## Begin Supplied text

"At the Master's Grave" by Hugo Steiner Prag serves as a foundation for Giger's Mordor VII?

leading from 
Giger's Mordor VII

a) 17th of August 2015. Based on subjective impressions, I think about this image more or less as fish and tiger prawns/shrimp, but the most central figure which a half formed thing, I want to associate with Gustave Meyrink's The Golem, although there is nothing specifically literal to associate the two, but Giger loved Meyrink's work, so it might be a natural direction. I have at the time of writing been making the association for more than a week. I read the book some years ago and then the realisation that it must be this thing simply jumped into my head and there it stayed. Meyrink's novel The Golem seemed to be more connected with his own dream like states than with an actual story focusing on the more traditional idea about golems.


Mordor VII

b) The picture that was Giger-ised
The next thing for me to assume was that Giger must have taken one of the illustrations as a starting point. Although Kubin started some drawings, he used them to accompany another work and much later Hugo Steiner Prag developed some illustrations to accompany Meyrink's The Golem in 1915, and indeed on the internet I found one with the curved body with a head looking backwards and arms going right down to the bottom of the drawing  showing the Golem walking through a ruined graveyard with bare trees.

"At the Master's Grave" by Hugo Steiner Prag for The Golem, 1915
(https://p2.liveauctioneers.com/)


c) The picture that was Giger-ised
The golem's hand connected with a tree branch as it walks through the graveyard and Giger transforms into another arm almost as if its the shadow of the golem's arm taking on a three dimensional form of its own.

However this figure has a small skull like face, perhaps the white space beneath it was going to be the profile of a face before suddenly Giger changed his mind and left it almost blank apart from some detail in its jaw area, meanwhile in the original drawing there is a black shadowy space in its place, but the small dark round skull appears to be wearing a nightcap that is transforming into a face of its own.

## End Supplied text

# Jobs
**1.** Write out everything in the Mordor VII text from "b) The picture" down to "(https://p2.liveauctioneers.com/)".
**2.** In the Mordor VII text, what setting is the Golem walking through in the Hugo Steiner Prag illustration?

## Begin Extracted material

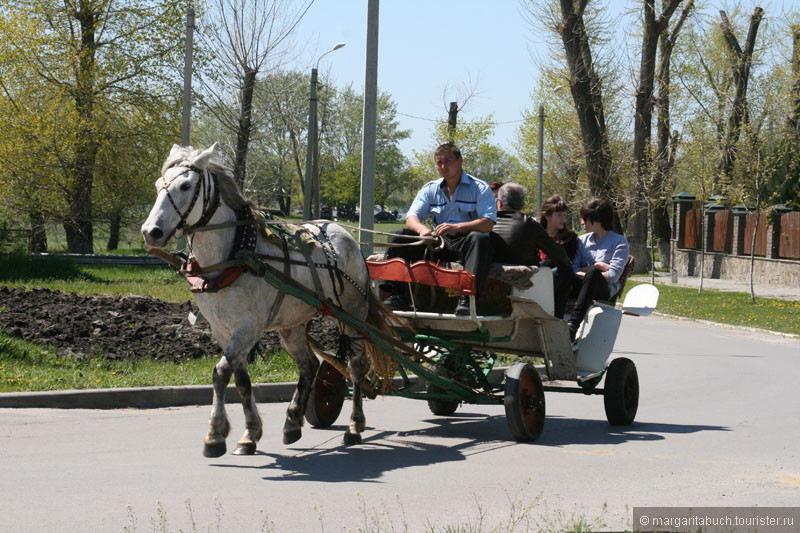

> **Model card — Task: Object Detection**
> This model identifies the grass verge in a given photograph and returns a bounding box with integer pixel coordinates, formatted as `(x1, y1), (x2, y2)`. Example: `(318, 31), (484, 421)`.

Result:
(623, 281), (800, 335)
(0, 333), (297, 392)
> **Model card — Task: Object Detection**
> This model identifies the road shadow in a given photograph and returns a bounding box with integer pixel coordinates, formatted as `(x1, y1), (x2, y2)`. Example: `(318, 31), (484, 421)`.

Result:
(209, 413), (729, 483)
(535, 416), (730, 446)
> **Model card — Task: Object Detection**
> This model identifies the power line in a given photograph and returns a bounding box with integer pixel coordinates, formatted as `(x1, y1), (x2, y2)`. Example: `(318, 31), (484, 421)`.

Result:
(397, 111), (525, 125)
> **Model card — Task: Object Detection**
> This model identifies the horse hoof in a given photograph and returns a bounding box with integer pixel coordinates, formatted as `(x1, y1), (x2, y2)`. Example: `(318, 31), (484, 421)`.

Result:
(284, 428), (303, 448)
(231, 442), (256, 455)
(203, 441), (227, 457)
(344, 431), (361, 446)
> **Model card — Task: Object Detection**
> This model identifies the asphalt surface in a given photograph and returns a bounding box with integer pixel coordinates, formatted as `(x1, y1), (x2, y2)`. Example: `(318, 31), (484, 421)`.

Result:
(0, 316), (800, 532)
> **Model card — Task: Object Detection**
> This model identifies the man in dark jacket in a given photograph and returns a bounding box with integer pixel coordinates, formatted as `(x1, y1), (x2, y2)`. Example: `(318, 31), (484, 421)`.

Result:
(489, 183), (573, 318)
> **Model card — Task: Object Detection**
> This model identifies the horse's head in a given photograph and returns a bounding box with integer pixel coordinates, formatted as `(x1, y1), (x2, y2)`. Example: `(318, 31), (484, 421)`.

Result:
(142, 143), (219, 248)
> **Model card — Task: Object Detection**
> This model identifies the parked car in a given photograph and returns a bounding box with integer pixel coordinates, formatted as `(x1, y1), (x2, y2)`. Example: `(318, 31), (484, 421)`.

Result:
(337, 205), (358, 222)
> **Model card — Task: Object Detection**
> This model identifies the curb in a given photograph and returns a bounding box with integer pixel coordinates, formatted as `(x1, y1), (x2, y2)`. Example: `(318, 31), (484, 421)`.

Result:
(0, 383), (295, 409)
(0, 367), (520, 409)
(0, 376), (432, 409)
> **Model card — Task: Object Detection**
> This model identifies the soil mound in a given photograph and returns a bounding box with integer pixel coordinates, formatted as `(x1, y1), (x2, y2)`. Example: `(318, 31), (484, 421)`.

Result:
(0, 287), (338, 361)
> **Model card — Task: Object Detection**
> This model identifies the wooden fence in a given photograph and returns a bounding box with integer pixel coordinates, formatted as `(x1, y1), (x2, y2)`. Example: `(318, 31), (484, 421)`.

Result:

## End Extracted material

# Responses to the tasks
**1.**
b) The picture that was Giger-ised
The next thing for me to assume was that Giger must have taken one of the illustrations as a starting point. Although Kubin started some drawings, he used them to accompany another work and much later Hugo Steiner Prag developed some illustrations to accompany Meyrink's The Golem in 1915, and indeed on the internet I found one with the curved body with a head looking backwards and arms going right down to the bottom of the drawing  showing the Golem walking through a ruined graveyard with bare trees.

"At the Master's Grave" by Hugo Steiner Prag for The Golem, 1915
(https://p2.liveauctioneers.com/)

**2.** A ruined graveyard with bare trees.